Listed entries ->
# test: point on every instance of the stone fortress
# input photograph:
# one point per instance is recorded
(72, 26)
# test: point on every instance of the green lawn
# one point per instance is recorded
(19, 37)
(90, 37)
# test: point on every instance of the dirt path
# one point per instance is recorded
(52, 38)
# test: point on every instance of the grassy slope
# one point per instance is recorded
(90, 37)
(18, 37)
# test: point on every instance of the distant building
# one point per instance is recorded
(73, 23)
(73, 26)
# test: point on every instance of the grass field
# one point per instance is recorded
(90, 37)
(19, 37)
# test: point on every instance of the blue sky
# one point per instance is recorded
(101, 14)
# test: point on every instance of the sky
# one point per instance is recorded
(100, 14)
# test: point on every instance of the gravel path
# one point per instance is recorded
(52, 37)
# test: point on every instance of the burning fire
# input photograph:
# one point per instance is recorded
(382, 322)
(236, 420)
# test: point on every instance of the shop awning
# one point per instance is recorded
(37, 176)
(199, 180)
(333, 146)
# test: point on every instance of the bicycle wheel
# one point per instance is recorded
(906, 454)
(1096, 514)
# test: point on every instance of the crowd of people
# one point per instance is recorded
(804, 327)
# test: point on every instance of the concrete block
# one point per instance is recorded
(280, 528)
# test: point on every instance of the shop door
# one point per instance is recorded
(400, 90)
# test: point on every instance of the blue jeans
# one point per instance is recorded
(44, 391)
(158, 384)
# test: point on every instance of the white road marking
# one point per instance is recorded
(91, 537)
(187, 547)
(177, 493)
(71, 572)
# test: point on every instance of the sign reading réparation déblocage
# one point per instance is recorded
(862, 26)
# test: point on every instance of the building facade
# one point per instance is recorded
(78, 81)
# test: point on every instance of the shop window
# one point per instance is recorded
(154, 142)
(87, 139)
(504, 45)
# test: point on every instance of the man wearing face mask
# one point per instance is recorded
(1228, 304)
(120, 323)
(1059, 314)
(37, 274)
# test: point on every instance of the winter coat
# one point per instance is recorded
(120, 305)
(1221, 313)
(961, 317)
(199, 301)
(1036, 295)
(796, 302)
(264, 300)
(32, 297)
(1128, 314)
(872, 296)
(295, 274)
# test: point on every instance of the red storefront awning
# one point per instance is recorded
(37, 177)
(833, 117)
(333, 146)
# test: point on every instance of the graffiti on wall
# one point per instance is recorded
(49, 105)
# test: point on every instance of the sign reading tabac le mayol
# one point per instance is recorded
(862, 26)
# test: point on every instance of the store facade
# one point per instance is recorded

Stated exercise -> Render all the rows above as a Markdown table with two columns, No. and Line, giving each row a number and its line and leaving out any blank lines.

Output of the task ->
| No. | Line |
|---|---|
| 1 | # test: point on every instance of the stone fortress |
| 2 | # input photograph: |
| 3 | # one point per instance is recorded |
| 4 | (72, 26) |
| 5 | # test: point on every instance of the green lawn |
| 6 | # one point per instance is recorded |
| 7 | (19, 37) |
| 8 | (90, 37) |
| 9 | # test: point on every instance of the dirt path |
| 10 | # one point per instance is recorded |
| 11 | (52, 38) |
| 12 | # test: point on every instance of the grassy slope |
| 13 | # one point per instance is recorded |
| 14 | (90, 37) |
| 15 | (18, 37) |
| 16 | # test: point on every instance of the distant building |
| 17 | # one point per instance is recorded |
| 18 | (73, 23) |
| 19 | (73, 26) |
| 20 | # test: point on every instance of the grass field |
| 21 | # one point per instance is recorded |
| 22 | (90, 37) |
| 23 | (19, 37) |
| 24 | # test: point on every instance of the blue sky |
| 25 | # one point per instance is recorded |
| 26 | (101, 14) |
| 27 | # test: point on every instance of the sky |
| 28 | # one point per instance is recorded |
| 29 | (100, 14) |
| 30 | # test: point on every instance of the gravel path |
| 31 | # one point per instance is recorded |
| 32 | (52, 37) |
| 33 | # test: point on every instance of the burning fire |
| 34 | # input photograph: |
| 35 | # one point per instance is recorded |
| 36 | (382, 322) |
| 37 | (236, 420) |
| 38 | # test: point on every instance of the shop awning |
| 39 | # one point per instance is recorded |
| 40 | (37, 176) |
| 41 | (199, 180) |
| 42 | (333, 146) |
| 43 | # test: point on every instance of the bicycle wheel |
| 44 | # one point per instance is recorded |
| 45 | (906, 454) |
| 46 | (1096, 514) |
| 47 | # test: point on every instance of the crowd of people |
| 48 | # one point per instance is recorded |
| 49 | (804, 327) |
| 50 | # test: point on every instance of the concrete block |
| 51 | # one point per instance is recorded |
| 52 | (280, 528) |
| 53 | # test: point on every instance of the shop door |
| 54 | # one point per instance is recorded |
| 55 | (400, 90) |
| 56 | # test: point on every instance of the blue jeans |
| 57 | # one point per instance is recorded |
| 58 | (44, 391) |
| 59 | (158, 384) |
| 60 | # test: point on every instance of the white road marking |
| 61 | # one point per instance is recorded |
| 62 | (91, 537) |
| 63 | (187, 547) |
| 64 | (177, 493) |
| 65 | (71, 572) |
| 66 | # test: point on every instance of the sign reading réparation déblocage |
| 67 | # one point per instance is recorded |
| 68 | (862, 26) |
| 69 | # test: point on every instance of the building facade |
| 70 | # one point per instance is recorded |
| 71 | (78, 81) |
| 72 | # test: point on every instance of the shop window |
| 73 | # one point per instance is recorded |
| 74 | (154, 142) |
| 75 | (87, 139) |
| 76 | (504, 45) |
| 77 | # test: point on every instance of the man wearing face mask |
| 78 | # one point per instance is recorded |
| 79 | (1228, 304) |
| 80 | (120, 323) |
| 81 | (1059, 314) |
| 82 | (37, 274) |
| 83 | # test: point on every instance of the winter coat |
| 84 | # one point per instance is recorded |
| 85 | (120, 305) |
| 86 | (1221, 313) |
| 87 | (961, 317) |
| 88 | (199, 301) |
| 89 | (1036, 295) |
| 90 | (796, 302) |
| 91 | (264, 300) |
| 92 | (32, 297) |
| 93 | (1128, 314) |
| 94 | (872, 296) |
| 95 | (295, 274) |
| 96 | # test: point on every instance of the red storefront awning |
| 97 | # one point per instance is recorded |
| 98 | (37, 177) |
| 99 | (833, 117) |
| 100 | (333, 146) |
| 101 | # test: point on every instance of the graffiti on wall |
| 102 | # one point per instance is recorded |
| 103 | (49, 105) |
| 104 | # test: point on every instance of the sign reading tabac le mayol |
| 105 | # one point per instance is recorded |
| 106 | (862, 26) |
| 107 | # test: point on every instance of the store facade |
| 108 | # one point per instance is recorded |